■ WORK ITEM ■
Transcribe the listing below exactly as it appears, line for line, omitting the pictures.

■ EXTRACTED MATERIAL ■
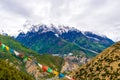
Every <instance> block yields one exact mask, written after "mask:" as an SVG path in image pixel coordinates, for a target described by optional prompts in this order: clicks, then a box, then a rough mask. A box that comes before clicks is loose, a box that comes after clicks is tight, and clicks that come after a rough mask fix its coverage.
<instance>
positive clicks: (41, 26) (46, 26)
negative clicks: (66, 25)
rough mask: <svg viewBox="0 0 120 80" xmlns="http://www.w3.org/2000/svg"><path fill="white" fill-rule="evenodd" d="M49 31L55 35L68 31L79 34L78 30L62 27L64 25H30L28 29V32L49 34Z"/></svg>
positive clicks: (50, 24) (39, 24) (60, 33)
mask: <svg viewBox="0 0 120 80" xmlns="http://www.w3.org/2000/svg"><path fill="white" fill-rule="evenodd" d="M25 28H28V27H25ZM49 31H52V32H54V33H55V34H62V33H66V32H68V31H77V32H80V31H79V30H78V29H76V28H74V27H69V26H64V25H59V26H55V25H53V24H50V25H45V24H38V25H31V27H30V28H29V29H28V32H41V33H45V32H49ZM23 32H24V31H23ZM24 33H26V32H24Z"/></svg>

■ TASK OUTPUT ■
Every <instance> block yields one exact mask, written after "mask:" as an SVG path in image pixel coordinates, for a target described by optional prompts in this order: clicks, then a box, then a rough mask. A box that comes before clicks is loose, a box that comes after clicks is tight, and clicks that come after a rough mask fix its coverage.
<instance>
positive clicks: (41, 26) (46, 26)
negative clicks: (66, 25)
rough mask: <svg viewBox="0 0 120 80" xmlns="http://www.w3.org/2000/svg"><path fill="white" fill-rule="evenodd" d="M49 31L55 35L68 31L79 34L78 30L62 27L64 25H30L28 29V32L49 34Z"/></svg>
positive clicks: (50, 24) (39, 24) (60, 33)
mask: <svg viewBox="0 0 120 80" xmlns="http://www.w3.org/2000/svg"><path fill="white" fill-rule="evenodd" d="M25 28H28V27H25ZM49 31H52V32H54V33H55V34H62V33H66V32H68V31H77V32H80V31H79V30H78V29H76V28H74V27H69V26H64V25H59V26H55V25H53V24H50V25H45V24H38V25H31V27H30V28H29V29H28V32H41V33H45V32H49ZM23 32H24V31H23ZM24 33H26V32H24Z"/></svg>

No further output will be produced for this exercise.